● **TASK DETAILS**: Copy out again, unchanged, the listing below from the line that has "Target: blurred green foliage" through the line that has "Provide the location of each instance of the graduate".

● **SUPPLIED DATA**:
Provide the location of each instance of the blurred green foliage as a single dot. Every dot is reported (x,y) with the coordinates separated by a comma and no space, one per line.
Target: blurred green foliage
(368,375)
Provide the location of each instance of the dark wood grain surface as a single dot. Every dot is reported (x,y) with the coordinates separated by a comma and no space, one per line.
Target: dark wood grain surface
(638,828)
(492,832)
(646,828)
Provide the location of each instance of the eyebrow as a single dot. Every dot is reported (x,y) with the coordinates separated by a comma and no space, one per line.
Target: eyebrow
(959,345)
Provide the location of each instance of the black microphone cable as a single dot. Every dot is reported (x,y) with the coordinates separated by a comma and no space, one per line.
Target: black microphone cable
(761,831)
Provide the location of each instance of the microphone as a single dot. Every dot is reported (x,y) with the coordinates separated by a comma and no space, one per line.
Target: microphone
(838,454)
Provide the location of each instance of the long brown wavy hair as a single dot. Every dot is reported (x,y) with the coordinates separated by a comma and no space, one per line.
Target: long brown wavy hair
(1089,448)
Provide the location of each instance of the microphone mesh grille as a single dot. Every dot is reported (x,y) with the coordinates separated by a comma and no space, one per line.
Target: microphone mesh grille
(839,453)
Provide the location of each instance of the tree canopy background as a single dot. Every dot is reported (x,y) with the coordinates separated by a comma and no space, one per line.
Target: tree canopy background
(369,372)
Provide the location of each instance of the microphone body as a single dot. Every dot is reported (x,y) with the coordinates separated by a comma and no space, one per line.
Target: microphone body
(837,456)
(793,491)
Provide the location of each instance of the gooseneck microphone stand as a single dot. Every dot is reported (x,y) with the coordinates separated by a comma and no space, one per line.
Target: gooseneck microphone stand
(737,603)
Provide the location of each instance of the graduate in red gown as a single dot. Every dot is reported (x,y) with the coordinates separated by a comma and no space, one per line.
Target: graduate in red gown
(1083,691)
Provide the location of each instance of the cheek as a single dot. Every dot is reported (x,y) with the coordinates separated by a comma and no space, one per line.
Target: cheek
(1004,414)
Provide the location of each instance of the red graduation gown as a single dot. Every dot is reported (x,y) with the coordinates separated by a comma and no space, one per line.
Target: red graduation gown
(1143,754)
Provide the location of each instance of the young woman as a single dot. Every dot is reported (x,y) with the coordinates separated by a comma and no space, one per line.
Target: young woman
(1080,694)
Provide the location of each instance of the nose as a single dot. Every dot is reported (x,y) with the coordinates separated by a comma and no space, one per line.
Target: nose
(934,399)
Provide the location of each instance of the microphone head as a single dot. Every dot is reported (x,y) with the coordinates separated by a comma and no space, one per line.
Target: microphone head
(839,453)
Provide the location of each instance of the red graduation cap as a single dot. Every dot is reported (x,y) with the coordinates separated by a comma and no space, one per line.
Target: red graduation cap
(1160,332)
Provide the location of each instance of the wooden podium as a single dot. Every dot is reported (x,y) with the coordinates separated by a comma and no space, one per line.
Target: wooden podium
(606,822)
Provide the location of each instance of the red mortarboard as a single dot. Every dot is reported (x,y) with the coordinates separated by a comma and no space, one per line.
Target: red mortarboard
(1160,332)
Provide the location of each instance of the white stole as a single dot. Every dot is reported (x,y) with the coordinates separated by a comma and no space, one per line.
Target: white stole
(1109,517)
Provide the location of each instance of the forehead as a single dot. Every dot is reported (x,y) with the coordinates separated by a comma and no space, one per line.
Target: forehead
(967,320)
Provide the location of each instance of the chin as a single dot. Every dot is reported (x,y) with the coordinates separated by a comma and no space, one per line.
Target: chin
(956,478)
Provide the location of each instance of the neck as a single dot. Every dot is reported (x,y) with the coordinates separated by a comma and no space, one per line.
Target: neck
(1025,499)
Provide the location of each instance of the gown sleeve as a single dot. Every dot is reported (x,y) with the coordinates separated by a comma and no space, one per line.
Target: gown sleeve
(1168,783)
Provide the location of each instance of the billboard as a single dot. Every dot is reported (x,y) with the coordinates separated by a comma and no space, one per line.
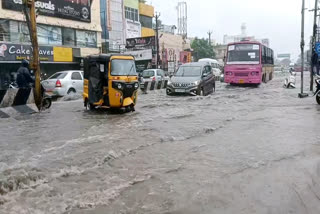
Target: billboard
(79,10)
(141,42)
(287,56)
(17,52)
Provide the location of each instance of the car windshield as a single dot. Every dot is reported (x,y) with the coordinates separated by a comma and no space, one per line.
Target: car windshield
(148,73)
(58,76)
(188,71)
(123,68)
(243,54)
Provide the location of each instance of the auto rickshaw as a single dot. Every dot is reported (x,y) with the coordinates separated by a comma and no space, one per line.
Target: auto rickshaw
(110,81)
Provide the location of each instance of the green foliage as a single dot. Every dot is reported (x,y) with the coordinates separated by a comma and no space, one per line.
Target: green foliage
(202,49)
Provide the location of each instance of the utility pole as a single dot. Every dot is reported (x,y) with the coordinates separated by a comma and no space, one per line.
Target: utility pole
(30,13)
(157,40)
(210,33)
(314,56)
(302,95)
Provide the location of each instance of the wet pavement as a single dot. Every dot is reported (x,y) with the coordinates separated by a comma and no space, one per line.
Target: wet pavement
(240,150)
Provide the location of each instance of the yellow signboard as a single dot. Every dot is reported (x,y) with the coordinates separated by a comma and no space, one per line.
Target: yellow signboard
(61,54)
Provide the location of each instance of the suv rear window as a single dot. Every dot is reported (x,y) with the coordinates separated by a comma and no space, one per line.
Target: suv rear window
(58,76)
(148,74)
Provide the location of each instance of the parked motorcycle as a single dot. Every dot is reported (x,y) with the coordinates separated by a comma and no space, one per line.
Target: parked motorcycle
(317,93)
(290,82)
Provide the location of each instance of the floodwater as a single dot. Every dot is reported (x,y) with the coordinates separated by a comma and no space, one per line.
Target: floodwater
(240,150)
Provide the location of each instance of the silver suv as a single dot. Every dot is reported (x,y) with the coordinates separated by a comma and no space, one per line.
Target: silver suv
(64,82)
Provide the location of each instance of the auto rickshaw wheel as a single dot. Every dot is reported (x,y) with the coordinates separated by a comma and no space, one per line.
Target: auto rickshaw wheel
(89,106)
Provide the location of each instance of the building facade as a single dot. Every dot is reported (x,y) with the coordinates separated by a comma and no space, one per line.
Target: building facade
(116,25)
(67,31)
(172,51)
(146,14)
(133,26)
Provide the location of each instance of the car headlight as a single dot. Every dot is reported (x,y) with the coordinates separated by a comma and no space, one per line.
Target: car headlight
(196,83)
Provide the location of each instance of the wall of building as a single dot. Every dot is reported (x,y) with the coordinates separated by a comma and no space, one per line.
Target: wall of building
(92,26)
(146,10)
(146,14)
(132,3)
(170,48)
(116,25)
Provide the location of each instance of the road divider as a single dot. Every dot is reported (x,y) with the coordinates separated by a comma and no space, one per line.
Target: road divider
(151,86)
(17,101)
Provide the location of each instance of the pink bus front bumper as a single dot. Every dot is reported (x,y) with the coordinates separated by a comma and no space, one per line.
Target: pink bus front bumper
(242,80)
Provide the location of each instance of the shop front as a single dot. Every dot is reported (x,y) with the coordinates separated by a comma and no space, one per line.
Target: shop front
(52,59)
(143,59)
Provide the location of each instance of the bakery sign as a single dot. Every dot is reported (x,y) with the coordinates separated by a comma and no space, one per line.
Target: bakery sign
(79,10)
(16,52)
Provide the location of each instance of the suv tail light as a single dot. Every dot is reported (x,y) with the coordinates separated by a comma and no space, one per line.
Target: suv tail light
(58,84)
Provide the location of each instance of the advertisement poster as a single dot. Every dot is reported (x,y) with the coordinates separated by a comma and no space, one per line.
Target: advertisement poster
(79,10)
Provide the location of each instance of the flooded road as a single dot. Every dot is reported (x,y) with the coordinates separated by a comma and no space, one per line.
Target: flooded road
(240,150)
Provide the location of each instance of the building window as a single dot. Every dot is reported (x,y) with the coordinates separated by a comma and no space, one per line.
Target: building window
(19,32)
(86,38)
(146,21)
(68,37)
(132,14)
(49,35)
(4,30)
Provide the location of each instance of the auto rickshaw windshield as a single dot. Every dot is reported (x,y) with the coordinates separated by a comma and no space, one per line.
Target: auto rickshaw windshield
(123,68)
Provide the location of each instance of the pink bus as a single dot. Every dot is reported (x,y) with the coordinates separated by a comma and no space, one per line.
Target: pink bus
(248,63)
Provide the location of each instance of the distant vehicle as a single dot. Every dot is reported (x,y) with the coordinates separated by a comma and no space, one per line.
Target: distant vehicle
(153,75)
(64,83)
(216,67)
(192,78)
(248,63)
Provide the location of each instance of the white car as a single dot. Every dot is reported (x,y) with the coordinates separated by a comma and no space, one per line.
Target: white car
(64,82)
(214,64)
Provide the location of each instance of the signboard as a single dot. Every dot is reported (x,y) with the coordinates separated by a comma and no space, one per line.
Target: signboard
(141,55)
(61,54)
(288,56)
(171,67)
(66,9)
(133,30)
(18,52)
(317,48)
(140,42)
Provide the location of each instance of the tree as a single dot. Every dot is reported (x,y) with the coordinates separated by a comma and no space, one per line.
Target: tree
(202,49)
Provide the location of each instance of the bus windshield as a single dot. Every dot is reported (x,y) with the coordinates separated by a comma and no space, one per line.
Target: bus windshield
(188,71)
(243,54)
(123,68)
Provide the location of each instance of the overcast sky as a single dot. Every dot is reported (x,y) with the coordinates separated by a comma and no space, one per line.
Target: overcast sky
(278,20)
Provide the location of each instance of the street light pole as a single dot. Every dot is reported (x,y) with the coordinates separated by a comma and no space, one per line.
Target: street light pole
(313,46)
(30,14)
(105,30)
(302,95)
(157,39)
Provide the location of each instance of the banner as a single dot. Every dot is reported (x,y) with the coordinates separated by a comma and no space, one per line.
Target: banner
(18,52)
(79,10)
(141,42)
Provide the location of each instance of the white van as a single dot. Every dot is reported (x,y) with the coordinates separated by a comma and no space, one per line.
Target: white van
(214,64)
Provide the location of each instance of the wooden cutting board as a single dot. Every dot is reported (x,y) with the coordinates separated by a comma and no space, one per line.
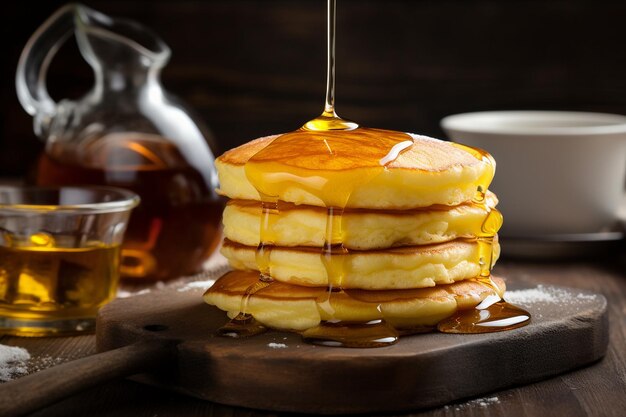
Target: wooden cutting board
(277,371)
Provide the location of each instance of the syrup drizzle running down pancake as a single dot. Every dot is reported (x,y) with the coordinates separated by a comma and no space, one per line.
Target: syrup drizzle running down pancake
(327,159)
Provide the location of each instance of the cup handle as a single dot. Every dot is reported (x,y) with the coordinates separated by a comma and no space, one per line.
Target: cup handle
(30,79)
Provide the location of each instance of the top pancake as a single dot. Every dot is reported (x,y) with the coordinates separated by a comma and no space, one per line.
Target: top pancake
(364,168)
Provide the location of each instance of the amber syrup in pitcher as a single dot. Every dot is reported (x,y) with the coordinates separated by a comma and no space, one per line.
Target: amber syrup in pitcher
(176,226)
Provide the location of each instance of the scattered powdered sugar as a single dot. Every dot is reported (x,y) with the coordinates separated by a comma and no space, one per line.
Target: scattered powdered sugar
(546,294)
(479,402)
(125,294)
(196,284)
(12,362)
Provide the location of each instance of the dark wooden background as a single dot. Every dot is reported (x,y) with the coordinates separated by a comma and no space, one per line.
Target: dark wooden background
(252,68)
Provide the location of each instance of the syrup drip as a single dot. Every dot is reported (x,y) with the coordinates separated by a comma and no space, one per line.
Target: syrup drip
(329,157)
(244,324)
(493,314)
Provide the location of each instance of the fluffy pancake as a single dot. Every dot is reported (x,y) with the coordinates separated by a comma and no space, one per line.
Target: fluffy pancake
(291,307)
(425,173)
(394,268)
(362,228)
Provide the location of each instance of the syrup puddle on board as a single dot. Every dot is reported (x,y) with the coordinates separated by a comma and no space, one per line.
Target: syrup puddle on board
(329,157)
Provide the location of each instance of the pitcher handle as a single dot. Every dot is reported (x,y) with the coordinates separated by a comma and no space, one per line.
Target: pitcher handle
(30,79)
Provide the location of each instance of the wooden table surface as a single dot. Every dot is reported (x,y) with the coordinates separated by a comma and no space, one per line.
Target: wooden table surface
(597,390)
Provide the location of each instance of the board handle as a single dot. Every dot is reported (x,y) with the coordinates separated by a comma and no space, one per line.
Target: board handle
(35,391)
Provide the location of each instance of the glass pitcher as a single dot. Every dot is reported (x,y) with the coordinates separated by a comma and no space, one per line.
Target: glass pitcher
(126,132)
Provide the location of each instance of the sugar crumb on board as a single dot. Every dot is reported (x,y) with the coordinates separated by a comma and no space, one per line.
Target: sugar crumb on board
(13,362)
(546,294)
(476,403)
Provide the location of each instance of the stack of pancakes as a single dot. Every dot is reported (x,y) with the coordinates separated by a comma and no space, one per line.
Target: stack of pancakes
(413,237)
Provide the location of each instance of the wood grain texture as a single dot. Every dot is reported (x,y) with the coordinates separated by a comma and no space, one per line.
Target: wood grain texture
(418,372)
(253,68)
(597,390)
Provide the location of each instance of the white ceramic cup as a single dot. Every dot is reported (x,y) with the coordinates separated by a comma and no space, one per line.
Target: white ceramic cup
(557,172)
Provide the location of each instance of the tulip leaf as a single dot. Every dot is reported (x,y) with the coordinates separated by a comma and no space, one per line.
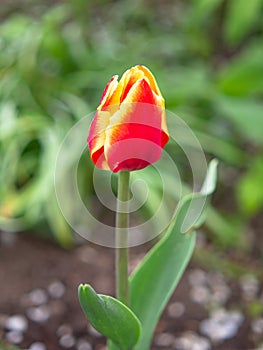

● **THE ANSWER**:
Target: blurred green foliage
(368,375)
Provide the location of each instance of the dark wood grain surface as a single dot. Every dot is reported (x,y) with the coordinates separated by a comma and no space, one per line.
Target: dark wood grain surface
(638,828)
(492,832)
(646,828)
Provide the location of each instance of the eyebrow as a single dot. Every dot is reported (x,y) with the coordinates separated by a comma and no space, one per line.
Target: eyebrow
(959,345)
Provide the location of each instance of the black microphone cable as a single dot. Every dot is reported (x,y) with the coordinates separated by a comma and no space, one per line.
Target: black microphone cable
(761,831)
Provide the location of each instance of the microphone as a single dot. Every dot is reported (x,y) with the coordinates separated by a comma and no space, one per line.
Target: microphone
(838,454)
Provide the location of each instance of the long brown wavy hair as a single dot. Every dot is reported (x,y) with the coordinates separated by a comma and no space, one per line.
Target: long brown wavy hair
(1089,448)
Provide the location of each instance of the microphone mesh grille as a single dot. Every dot is reported (x,y) with the coordinates separated by a comma and no space, one per line.
Target: microphone mesh grille
(839,453)
Provide the location of each instance of the tree canopy background as a single dot. Every dot is reported (x,y) with the coordinates separated by a comma and no space, one per line.
Target: tree canopy background
(369,372)
Provide the location of each instance of the microphone body as a single dot. Every dot is reported (x,y) with the coordinates separated by a comma and no space, one per line.
Target: microphone body
(837,456)
(793,491)
Provide the location of each instance of the gooseneck microphone stand as a single dot. Every dot is reported (x,y) with the coordinates separated by a comma and no space, one per line.
Target: gooseneck microphone stand
(737,603)
Provide the location of each instance of the graduate in red gown as a single dot. Every dot is reported (x,y) with the coordinates separated by a comma and no space, one per line.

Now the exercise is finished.